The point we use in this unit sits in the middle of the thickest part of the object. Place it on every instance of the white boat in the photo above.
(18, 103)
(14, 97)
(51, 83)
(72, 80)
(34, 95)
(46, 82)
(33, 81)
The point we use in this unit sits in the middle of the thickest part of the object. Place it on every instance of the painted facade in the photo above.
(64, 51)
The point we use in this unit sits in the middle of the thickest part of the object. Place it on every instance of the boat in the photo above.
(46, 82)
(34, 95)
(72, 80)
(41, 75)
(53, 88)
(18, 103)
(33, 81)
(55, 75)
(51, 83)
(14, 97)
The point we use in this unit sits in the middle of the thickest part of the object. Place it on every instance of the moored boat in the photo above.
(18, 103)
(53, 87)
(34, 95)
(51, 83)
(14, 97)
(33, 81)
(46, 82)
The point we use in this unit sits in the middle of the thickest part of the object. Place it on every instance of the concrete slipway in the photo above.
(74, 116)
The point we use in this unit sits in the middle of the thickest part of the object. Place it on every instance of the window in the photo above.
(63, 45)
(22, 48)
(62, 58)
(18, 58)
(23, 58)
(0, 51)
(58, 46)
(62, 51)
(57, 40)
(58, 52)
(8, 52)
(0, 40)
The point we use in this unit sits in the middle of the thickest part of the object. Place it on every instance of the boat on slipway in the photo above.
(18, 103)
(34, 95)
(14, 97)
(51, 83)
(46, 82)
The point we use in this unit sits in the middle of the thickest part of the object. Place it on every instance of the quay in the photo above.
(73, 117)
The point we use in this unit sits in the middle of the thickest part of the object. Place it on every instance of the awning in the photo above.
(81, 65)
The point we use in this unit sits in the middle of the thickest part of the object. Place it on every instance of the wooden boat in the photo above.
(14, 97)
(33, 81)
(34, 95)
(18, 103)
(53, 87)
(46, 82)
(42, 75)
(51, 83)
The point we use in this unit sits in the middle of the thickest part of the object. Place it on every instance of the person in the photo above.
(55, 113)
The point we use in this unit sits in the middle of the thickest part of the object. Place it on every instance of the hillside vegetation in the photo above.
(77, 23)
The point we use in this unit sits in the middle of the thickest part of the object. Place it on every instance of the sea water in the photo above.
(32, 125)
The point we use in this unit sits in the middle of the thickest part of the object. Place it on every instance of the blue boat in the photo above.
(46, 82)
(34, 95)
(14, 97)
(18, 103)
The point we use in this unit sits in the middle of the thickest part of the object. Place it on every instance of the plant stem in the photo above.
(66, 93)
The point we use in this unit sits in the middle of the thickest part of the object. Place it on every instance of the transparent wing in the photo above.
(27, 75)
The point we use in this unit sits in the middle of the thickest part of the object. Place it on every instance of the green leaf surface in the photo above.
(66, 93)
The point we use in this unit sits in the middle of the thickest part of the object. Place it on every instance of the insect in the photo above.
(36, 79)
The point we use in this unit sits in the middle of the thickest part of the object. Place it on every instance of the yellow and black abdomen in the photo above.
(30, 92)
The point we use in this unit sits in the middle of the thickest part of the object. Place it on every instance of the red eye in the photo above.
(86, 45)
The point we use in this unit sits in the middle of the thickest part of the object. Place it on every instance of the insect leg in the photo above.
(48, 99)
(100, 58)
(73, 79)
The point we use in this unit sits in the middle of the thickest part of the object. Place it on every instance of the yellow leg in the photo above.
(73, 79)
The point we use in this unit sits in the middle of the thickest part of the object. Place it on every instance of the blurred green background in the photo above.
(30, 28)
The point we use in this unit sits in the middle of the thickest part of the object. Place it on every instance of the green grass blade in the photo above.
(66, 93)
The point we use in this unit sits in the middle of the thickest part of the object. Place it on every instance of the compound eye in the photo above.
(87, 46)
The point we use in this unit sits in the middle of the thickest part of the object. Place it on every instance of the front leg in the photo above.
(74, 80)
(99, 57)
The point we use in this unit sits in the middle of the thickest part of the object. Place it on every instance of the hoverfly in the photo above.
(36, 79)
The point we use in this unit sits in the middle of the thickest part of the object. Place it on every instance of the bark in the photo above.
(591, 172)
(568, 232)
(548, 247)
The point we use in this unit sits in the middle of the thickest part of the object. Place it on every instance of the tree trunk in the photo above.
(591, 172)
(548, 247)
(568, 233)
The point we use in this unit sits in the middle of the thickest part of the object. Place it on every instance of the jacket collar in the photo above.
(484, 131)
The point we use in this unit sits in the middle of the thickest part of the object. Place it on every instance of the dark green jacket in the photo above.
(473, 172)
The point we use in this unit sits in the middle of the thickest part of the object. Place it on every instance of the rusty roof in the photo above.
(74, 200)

● ● ● ● ● ● ●

▸ **Required work**
Copy down the material exactly as written.

▸ **Written response**
The point we use in this unit sits in the middle of the thickest part of the object. Place it on every instance of the white boat in the photo above.
(18, 103)
(14, 97)
(51, 83)
(72, 80)
(34, 95)
(46, 82)
(33, 81)
The point we use in this unit sits in the middle of the thickest part of the object. Place it on every instance of the painted facade in the photo above.
(64, 51)
The point we use in this unit sits in the middle of the thickest part of the object. Place it on every instance of the boat in the photo above.
(46, 82)
(34, 95)
(72, 80)
(41, 75)
(53, 88)
(18, 103)
(33, 81)
(55, 75)
(51, 83)
(14, 97)
The point we use in this unit sits in the middle of the thickest part of the object. Place it on every instance of the moored boat in the photo above.
(18, 103)
(53, 87)
(34, 95)
(51, 83)
(14, 97)
(33, 81)
(46, 82)
The point we use in this unit sits in the middle of the thickest part of the object. Place it on every instance of the concrete slipway in the photo above.
(74, 116)
The point we use in this unit sits in the middle of the thickest part of the object. Place it on every instance of the window in the photo above.
(63, 45)
(22, 48)
(62, 58)
(18, 58)
(23, 58)
(0, 51)
(58, 46)
(62, 51)
(57, 40)
(58, 52)
(8, 52)
(0, 40)
The point we use in this unit sits in the middle of the thickest part of the object. Place it on every instance of the boat on slipway in the photo above.
(18, 103)
(34, 95)
(14, 97)
(51, 83)
(46, 82)
The point we use in this unit sits in the middle of the thickest part of the object. Place it on every instance of the quay in the photo above.
(73, 117)
The point we use in this unit sits in the middle of the thickest part of the object. Place it on every instance of the awning in the photo above.
(81, 65)
The point we use in this unit sits in the middle of the thickest part of the object. Place it on every instance of the wooden boat in the photo above.
(14, 97)
(33, 81)
(34, 95)
(18, 103)
(53, 87)
(46, 82)
(42, 75)
(51, 83)
The point we use in this unit sits in the middle of the thickest part of the object. Place it on every instance of the person in the photo above.
(55, 113)
The point we use in this unit sits in the middle of the thickest part of the object. Place it on every instance of the hillside vegetation in the photo above.
(77, 23)
The point we use in this unit sits in the middle of the thickest part of the object. Place it on every instance of the sea water in the photo above.
(32, 125)
The point we use in this unit sits in the middle of the thickest part of the object. Place it on every instance of the blue boat in the photo above.
(46, 82)
(34, 95)
(14, 97)
(18, 103)
The point we use in this unit sits in the middle of the thickest part of the object. Place it on every instance of the plant stem in the photo above.
(66, 93)
The point we use in this unit sits in the middle of the thickest part of the object. Place it on every instance of the transparent wing in the photo above.
(27, 75)
The point we use in this unit sits in the middle of the thickest part of the object. Place it on every instance of the green leaf surface in the photo above.
(66, 93)
The point we use in this unit sits in the middle of the thickest part of the object. Place it on every instance of the insect in the photo above.
(36, 79)
The point we use in this unit sits in the middle of the thickest part of the object. Place it on every instance of the yellow and black abdomen in the photo above.
(30, 92)
The point we use in this unit sits in the middle of the thickest part of the object. Place it on every instance of the red eye in the photo above.
(86, 45)
The point we use in this unit sits in the middle of the thickest part of the object. Place it on every instance of the insect leg in the photo above.
(48, 99)
(100, 58)
(73, 79)
The point we use in this unit sits in the middle of the thickest part of the object. Place it on every instance of the yellow leg in the photo above.
(73, 79)
The point we use in this unit sits in the middle of the thickest part of the object. Place it on every instance of the blurred green background in the photo above.
(30, 28)
The point we use in this unit sits in the middle of the thickest part of the object. Place it on every instance of the green grass blade in the photo above.
(66, 93)
The point we use in this unit sits in the middle of the thickest part of the object. Place it on every instance of the compound eye in the photo above.
(87, 46)
The point we use in this unit sits in the middle of the thickest part of the object. Place it on every instance of the front leg in the photo above.
(74, 80)
(99, 57)
The point we use in this unit sits in the middle of the thickest part of the object. Place it on every instance of the hoverfly in the photo above.
(36, 79)
The point we use in this unit sits in the middle of the thickest part of the object. Place it on every instance of the bark in the photo above.
(591, 172)
(568, 232)
(548, 247)
The point we use in this unit sits in the middle of the thickest part of the object. Place it on every instance of the tree trunk in the photo above.
(591, 172)
(548, 247)
(568, 233)
The point we use in this unit sits in the middle of the thickest part of the object. Place it on every instance of the jacket collar in the photo above.
(484, 131)
The point we use in this unit sits in the middle of the thickest part of the object. Place it on every instance of the dark green jacket in the photo above.
(473, 172)
The point we use in this unit sits in the middle of the thickest part of the object. Place it on every instance of the rusty roof in the photo above.
(74, 200)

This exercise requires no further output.